→ **TEXTE CITÉ**
┌──

FCFA : 40 ans et toujours « pertinente »

Le premier président de la FCFA, anciennement FFHQ, Hubert Gauthier, jeudi 19 novembre. Benjamin Vachet

OTTAWA – La Fédération des communautés francophones et acadienne (FCFA) du Canada fête, cette année, son 40e anniversaire. Après quatre décennies parsemées de succès, mais aussi de revers, l’organisme porte-parole des francophones en milieu minoritaire n’en demeure pas moins pertinent, selon les avis recueillis par #ONfr.

BENJAMIN VACHET
bvachet@tfo.org | @BVachet

À la veille d’une décision aussi importante que celle de la Cour suprême du Canada dans l’affaire Caron-Boutet, l’anniversaire de la FCFA prenait une importance d’autant plus symbolique, jeudi 19 novembre. Fondé en 1975, l’organisme porte-parole des francophones vivant en milieu minoritaire pouvait ainsi contempler avec humilité le fait que, 40 ans après sa création, la question des droits linguistiques reste encore susceptible d’être débattue devant les tribunaux.

« La FCFA a connu de nombreux défis, peu importe les présidences. Lors de mon mandat, c’était notamment l’abolition du Programme de contestation judiciaire, mais aussi de faire respecter la Loi sur les langues officielles », se rappelle Lise Routhier-Boudreau, présidente de 2007 à 2009.

Le respect de la Loi sur les langues officielles (LLO) fait partie des leitmotivs de la FCFA depuis sa création.

« Pour le 40e anniversaire de la LLO, en 2009, lorsque nous plaidions pour une nouvelle approche, nous ne faisions que répéter ce que nous disions déjà 10 ou 20 ans auparavant. C’est parfois frustrant de voir que ça n’avance pas comme on voudrait », reconnaît la Fransaskoise, Marie-France Kenny, présidente de 2009 à 2015.

Malgré ces problèmes récurrents, la FCFA a su devenir un interlocuteur respecté, selon le doctorant au département de science politique de l’Université de Montréal, Martin Normand, qui a étudié l’organisme dans son mémoire de maîtrise, Le développement en contexte, Quatre temps d’un débat au sein des communautés francophones minoritaires (1969-2009).

« La francophonie canadienne a besoin d’un porte-parole auprès des décideurs publics car le financement de plusieurs de ses organismes vient de là. Au fil du temps, la FCFA a réussi à bâtir sa légitimité et sa crédibilité auprès du gouvernement, c’est sans doute sa plus grande victoire. »

Un avis que partage la professeure de sociologie à l’Université de Moncton, Michelle Landry : « La communauté francophone hors Québec a besoin d’une voix car le Québec a parfois des intérêts divergents de ceux des communautés francophones en situation minoritaire. »

└──

→ **EXERCICE 1**
Indiquez si chacune des affirmations suivantes concorde avec le texte sur la FCFA, par oui ou par non, en citant les mots du texte qui tranchent : (a) la FCFA a été fondée en 1975 ; (b) Marie-France Kenny a présidé la FCFA de 2007 à 2009 ; (c) Michelle Landry enseigne la science politique à l’Université de Montréal.

→ **ENTRÉES FOURNIES**
┌──

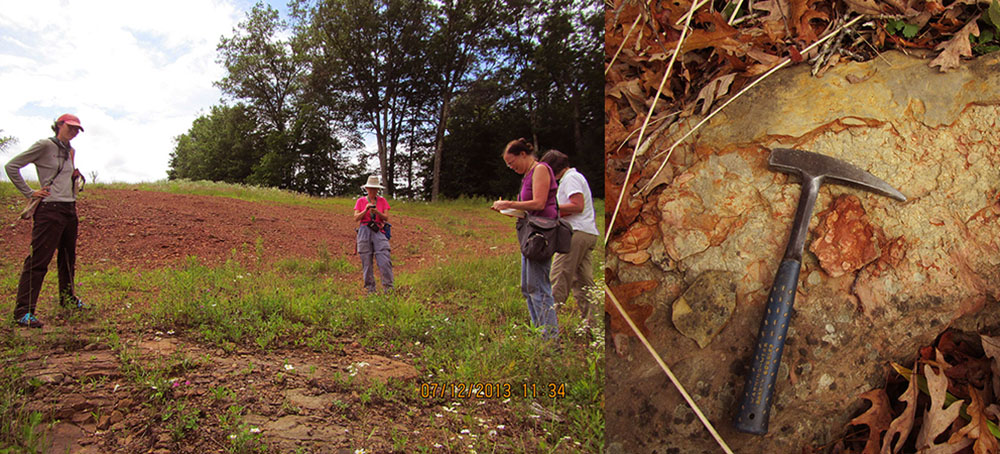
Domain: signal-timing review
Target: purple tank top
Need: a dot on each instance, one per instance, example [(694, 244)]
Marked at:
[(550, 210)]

└──
┌──

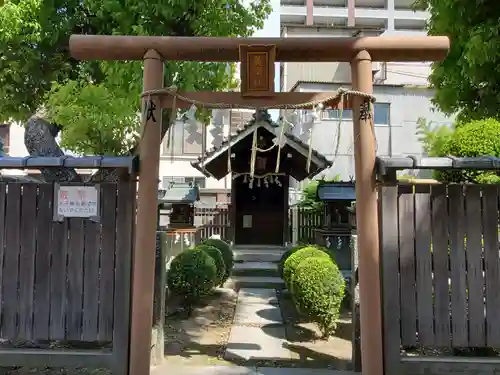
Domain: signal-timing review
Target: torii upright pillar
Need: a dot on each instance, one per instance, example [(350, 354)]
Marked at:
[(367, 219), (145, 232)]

└──
┌──

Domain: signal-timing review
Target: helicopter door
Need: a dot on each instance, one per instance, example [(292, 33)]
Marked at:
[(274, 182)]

└──

→ **EXERCICE 2**
Extrayez chaque ligne des enregistrements qui contient la chaîne « each », en tenant compte de la casse.

→ **RÉPONSE RÉDIGÉE 1**
(a) Oui : « Fondé en 1975 ».
(b) Non : « présidente de 2009 à 2015 ».
(c) Non : « la professeure de sociologie à l’Université de Moncton, Michelle Landry ».

→ **RÉPONSE RÉDIGÉE 2**
Need: a dot on each instance, one per instance, example [(694, 244)]
Need: a dot on each instance, one per instance, example [(350, 354)]
Need: a dot on each instance, one per instance, example [(292, 33)]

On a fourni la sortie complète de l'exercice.